┌─ READING TEXT

What are the Symptoms of Down Syndrome?

  • Decreased or poor muscle tone
  • Short neck, with excess skin at the back of the neck
  • Flattened facial profile and nose
  • Small head, ears, and mouth
  • Upward slanting eyes, often with a skin fold that comes out from the upper eyelid and covers the inner corner of the eye
  • White spots on the colored part of the eye (called Brushfield spots)
  • Wide, short hands with short fingers
  • A single, deep, crease across the palm of the hand
  • A deep groove between the first and second toes
In addition to these symptoms, physical development in children with Down syndrome is often slower than development of children without Down syndrome. It may take children with Down syndrome longer than other children to reach developmental milestones, but they will eventually meet many of these milestones.

└─
┌─ GIVEN RECORDS

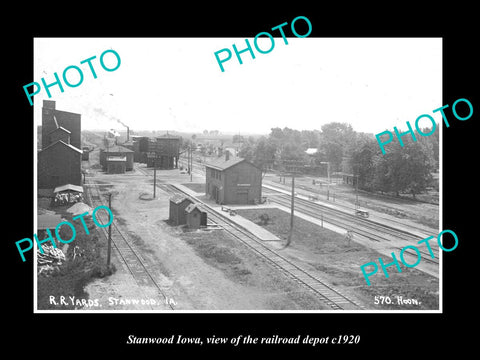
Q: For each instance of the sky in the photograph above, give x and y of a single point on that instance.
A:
(176, 84)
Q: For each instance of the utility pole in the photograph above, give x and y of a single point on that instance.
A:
(191, 164)
(109, 246)
(154, 176)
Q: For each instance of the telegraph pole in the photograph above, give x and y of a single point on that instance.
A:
(109, 246)
(191, 163)
(155, 176)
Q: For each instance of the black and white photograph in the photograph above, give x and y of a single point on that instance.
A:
(208, 180)
(173, 179)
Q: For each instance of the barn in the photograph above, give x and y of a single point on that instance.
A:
(233, 181)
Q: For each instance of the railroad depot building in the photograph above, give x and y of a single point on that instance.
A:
(233, 181)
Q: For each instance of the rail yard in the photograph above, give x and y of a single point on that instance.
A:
(226, 265)
(275, 253)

└─

In the list of Down syndrome symptoms, what name is given to the white spots on the colored part of the eye?

Brushfield spots